Exercise objective:
List every line of the listing below that contains the string "outline", matching case exactly.

::::::::::

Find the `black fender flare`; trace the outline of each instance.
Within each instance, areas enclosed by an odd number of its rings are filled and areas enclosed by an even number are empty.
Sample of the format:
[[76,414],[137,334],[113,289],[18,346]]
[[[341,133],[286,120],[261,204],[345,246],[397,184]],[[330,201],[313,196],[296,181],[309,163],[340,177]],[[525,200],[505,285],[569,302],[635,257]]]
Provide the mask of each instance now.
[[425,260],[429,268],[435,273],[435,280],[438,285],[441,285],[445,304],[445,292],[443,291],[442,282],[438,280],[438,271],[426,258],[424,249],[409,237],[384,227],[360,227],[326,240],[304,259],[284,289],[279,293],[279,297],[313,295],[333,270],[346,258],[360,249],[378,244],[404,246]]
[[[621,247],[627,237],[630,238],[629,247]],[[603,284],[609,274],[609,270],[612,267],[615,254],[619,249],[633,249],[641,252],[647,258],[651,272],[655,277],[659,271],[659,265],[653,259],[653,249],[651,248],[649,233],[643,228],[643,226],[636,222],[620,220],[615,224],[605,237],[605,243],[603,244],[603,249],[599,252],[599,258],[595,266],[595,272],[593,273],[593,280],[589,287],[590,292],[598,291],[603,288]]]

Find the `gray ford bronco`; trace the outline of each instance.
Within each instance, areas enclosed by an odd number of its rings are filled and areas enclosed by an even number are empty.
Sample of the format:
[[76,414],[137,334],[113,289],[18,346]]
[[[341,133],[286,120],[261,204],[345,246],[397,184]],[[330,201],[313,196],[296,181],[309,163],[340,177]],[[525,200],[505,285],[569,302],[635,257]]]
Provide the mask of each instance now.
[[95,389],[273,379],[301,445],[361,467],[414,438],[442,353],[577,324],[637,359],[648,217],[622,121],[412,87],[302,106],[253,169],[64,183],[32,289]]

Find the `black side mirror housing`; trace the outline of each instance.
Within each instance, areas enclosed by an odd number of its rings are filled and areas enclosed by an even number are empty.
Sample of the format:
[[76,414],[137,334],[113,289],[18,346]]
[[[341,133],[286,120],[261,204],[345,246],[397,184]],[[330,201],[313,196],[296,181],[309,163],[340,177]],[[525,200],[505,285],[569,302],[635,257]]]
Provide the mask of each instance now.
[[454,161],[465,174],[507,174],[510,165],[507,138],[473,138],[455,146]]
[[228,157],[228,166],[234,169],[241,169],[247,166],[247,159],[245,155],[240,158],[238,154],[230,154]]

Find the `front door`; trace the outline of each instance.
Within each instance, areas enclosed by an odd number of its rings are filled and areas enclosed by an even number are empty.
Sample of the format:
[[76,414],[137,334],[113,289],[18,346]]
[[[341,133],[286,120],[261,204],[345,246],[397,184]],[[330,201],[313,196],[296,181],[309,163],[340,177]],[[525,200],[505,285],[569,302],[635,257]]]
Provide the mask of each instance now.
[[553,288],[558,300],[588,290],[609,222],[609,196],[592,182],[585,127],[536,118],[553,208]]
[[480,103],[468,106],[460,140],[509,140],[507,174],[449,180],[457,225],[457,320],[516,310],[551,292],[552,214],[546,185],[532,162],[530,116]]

::::::::::

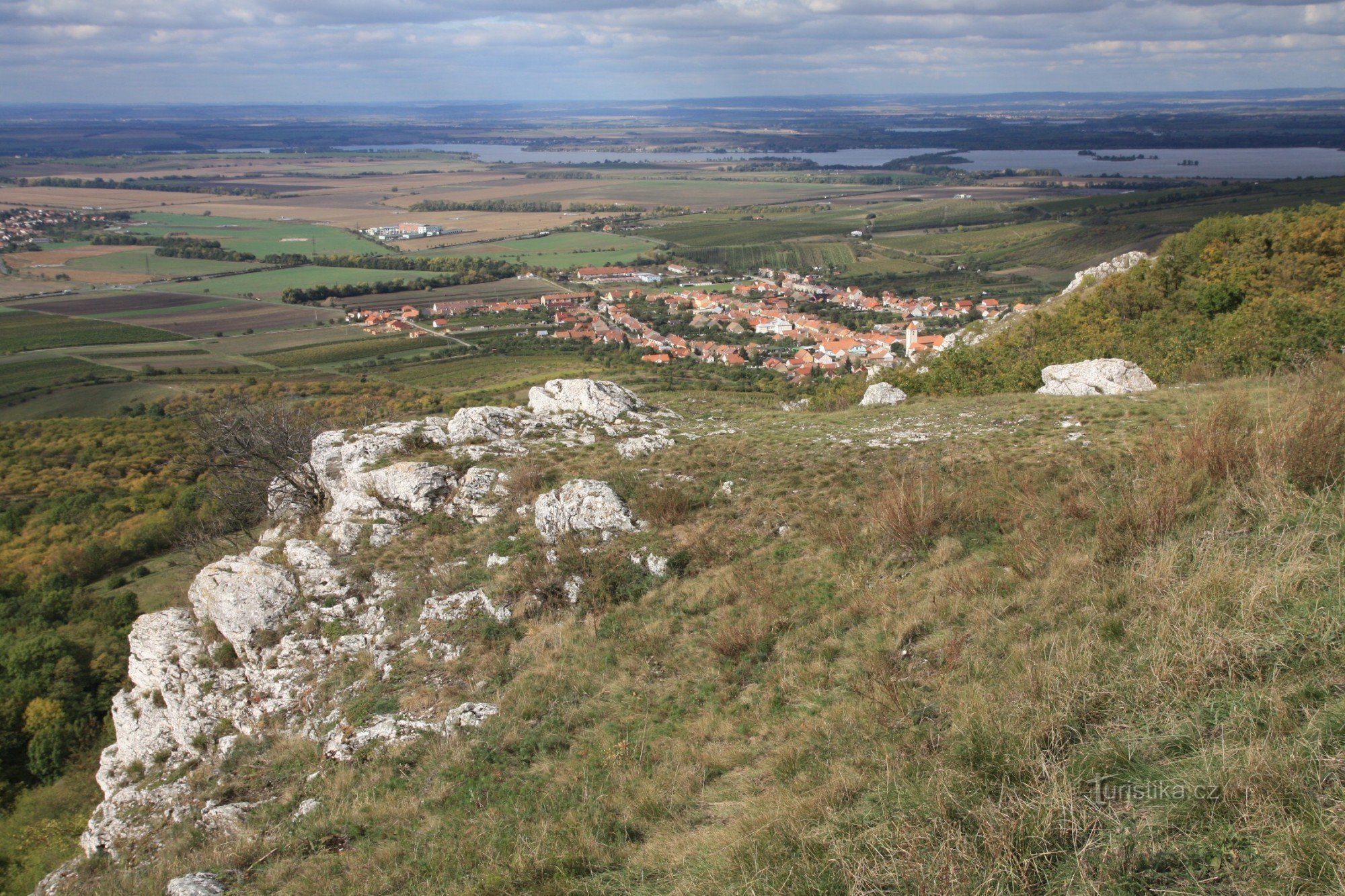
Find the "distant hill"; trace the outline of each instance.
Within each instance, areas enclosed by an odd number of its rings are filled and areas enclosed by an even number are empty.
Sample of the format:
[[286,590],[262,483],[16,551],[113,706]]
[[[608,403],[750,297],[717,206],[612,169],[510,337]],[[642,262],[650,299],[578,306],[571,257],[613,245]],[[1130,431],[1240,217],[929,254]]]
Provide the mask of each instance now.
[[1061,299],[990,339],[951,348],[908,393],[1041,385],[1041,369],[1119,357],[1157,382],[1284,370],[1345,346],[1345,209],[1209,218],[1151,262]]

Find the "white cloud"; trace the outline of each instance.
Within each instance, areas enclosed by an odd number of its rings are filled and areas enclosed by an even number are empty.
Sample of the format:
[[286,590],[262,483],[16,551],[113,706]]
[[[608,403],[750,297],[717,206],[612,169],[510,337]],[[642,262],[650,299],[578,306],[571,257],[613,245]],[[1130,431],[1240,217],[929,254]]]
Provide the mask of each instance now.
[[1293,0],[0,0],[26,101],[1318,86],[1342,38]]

::::::::::

Response to this exercise:
Find the `black fender flare`; trace the outline of each instance.
Find the `gray ford bronco`; trace the outline of each instance.
Find the `black side mirror housing`; trace the outline of each instance.
Find the `front door`; trace the outline of each instance.
Find the "distant hill"; trace the outline of each instance.
Find the "white cloud"; trace the outline of each instance.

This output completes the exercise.